▶ _Provided passage_

________________

The Shasta Shoot

The South Bend on Mt. Shasta, 1977

The South Bend on Mt. Shasta

The South Bend miniature house has a two-part story, beginning with its initial construction in the fall of ’77, and its re-hab in 2005 for a new owner. In both cases it has found a happy home—first in California, and now at The Kentucky Gateway Museum Center in Maysville, KY. We worked long hours between August and November to make a timely delivery to its owner in So. California. Part of the rush was to exhibit it at another NAME miniature show, as we had discovered that was our best way of getting new orders, plus we enjoyed the feedback after the solitary months of bringing a project to life. Normally when we finished a house we corralled some friends to help take it out to the beach for a photo session, but the deadline and a spate of bad weather quashed that idea. Instead we packed the house in the van and headed south along the Oregon coast, hoping to find a likely spot for shooting, but again the November rains worked against us. We pushed through to Weed, CA for the night. Weed is an old lumber town high in the mountains near Mt. Shasta, a place Noel wanted to see because it was one of his dad’s regular stops when he traveled for Long Bell Lumber.

________________

▶ _Dataset_
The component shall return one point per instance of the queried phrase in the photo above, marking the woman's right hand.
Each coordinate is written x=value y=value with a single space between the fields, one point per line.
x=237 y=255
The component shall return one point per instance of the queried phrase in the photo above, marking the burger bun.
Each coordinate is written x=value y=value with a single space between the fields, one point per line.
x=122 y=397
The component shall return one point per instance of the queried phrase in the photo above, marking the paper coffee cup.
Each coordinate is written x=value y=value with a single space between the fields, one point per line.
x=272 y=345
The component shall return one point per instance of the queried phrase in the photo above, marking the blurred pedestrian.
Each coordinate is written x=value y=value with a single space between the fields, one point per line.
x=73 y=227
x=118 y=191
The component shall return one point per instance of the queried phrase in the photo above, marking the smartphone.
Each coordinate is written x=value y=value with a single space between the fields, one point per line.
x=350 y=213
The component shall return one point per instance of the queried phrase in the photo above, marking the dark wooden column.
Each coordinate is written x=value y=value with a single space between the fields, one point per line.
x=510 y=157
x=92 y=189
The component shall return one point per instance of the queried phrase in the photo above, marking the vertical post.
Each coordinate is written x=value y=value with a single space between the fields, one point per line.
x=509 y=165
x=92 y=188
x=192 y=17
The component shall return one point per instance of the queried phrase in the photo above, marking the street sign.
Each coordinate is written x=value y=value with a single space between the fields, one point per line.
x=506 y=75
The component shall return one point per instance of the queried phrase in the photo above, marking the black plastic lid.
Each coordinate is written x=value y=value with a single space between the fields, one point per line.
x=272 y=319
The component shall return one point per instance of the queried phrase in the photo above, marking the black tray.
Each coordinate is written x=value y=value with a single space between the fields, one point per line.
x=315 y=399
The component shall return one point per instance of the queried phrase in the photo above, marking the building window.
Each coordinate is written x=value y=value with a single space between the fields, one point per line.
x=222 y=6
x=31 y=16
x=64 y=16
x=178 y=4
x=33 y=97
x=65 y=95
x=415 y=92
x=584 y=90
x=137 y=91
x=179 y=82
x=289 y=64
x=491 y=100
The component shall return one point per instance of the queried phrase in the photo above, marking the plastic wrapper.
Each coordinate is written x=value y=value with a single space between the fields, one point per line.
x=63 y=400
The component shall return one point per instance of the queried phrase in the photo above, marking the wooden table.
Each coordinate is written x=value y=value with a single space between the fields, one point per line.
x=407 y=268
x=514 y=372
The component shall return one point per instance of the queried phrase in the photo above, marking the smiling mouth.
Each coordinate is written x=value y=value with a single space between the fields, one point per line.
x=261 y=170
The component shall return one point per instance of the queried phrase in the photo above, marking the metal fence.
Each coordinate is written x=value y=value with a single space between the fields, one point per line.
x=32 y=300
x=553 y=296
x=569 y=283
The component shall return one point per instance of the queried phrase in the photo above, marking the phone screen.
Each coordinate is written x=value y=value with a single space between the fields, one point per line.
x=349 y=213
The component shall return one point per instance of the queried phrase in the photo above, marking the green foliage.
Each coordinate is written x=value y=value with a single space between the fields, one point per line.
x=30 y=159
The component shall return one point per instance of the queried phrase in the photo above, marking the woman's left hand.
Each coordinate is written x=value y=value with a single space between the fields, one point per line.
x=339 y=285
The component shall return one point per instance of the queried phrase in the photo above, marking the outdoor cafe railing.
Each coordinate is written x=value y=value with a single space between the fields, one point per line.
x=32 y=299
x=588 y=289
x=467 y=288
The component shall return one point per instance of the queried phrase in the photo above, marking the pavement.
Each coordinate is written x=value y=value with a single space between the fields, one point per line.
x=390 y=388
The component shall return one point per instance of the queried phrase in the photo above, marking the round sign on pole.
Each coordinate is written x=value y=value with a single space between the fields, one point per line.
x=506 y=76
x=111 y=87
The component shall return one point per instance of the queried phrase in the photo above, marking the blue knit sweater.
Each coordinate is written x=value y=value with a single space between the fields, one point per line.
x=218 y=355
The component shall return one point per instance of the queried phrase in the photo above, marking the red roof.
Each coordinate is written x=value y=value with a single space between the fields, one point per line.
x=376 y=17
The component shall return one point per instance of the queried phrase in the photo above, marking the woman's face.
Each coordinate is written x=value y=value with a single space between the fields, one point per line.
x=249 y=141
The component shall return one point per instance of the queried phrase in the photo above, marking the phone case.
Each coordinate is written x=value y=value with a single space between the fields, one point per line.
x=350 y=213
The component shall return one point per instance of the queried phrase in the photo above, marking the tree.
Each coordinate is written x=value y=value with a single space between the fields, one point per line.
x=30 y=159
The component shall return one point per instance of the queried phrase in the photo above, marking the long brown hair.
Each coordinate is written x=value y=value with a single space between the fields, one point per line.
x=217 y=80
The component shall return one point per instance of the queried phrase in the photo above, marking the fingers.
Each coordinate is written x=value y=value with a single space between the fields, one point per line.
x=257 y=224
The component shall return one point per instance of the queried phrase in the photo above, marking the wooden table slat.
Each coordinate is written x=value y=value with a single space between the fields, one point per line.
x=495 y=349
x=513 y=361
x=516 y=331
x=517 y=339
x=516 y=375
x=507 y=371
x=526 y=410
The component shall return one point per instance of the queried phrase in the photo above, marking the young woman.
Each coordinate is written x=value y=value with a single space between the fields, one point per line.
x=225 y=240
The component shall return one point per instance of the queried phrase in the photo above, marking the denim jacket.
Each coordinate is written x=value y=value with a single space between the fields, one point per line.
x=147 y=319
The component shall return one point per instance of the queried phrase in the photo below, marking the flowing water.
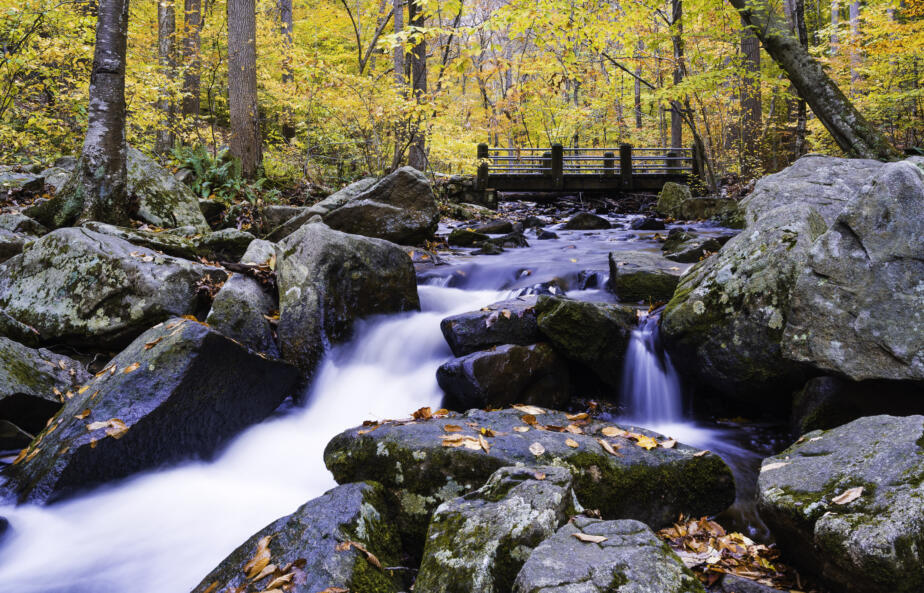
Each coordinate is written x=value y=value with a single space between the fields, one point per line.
x=162 y=531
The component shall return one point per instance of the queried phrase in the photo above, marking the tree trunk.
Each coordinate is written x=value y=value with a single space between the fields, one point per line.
x=166 y=32
x=850 y=130
x=750 y=100
x=417 y=154
x=192 y=27
x=242 y=86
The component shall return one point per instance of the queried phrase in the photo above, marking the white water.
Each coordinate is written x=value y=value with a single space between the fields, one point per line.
x=162 y=532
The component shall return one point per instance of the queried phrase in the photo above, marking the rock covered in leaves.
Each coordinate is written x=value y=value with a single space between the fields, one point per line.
x=643 y=276
x=507 y=322
x=593 y=556
x=327 y=280
x=593 y=334
x=341 y=541
x=479 y=542
x=34 y=384
x=178 y=391
x=622 y=473
x=505 y=375
x=858 y=307
x=848 y=503
x=400 y=208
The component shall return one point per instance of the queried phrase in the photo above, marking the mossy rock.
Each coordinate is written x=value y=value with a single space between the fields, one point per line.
x=863 y=541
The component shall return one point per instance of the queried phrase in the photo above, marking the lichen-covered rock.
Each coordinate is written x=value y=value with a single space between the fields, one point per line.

________________

According to the text about the South Bend miniature house, where is the house located now? The records are material apart from the text about the South Bend miniature house.

▶ _Expected output_
The Kentucky Gateway Museum Center in Maysville, KY.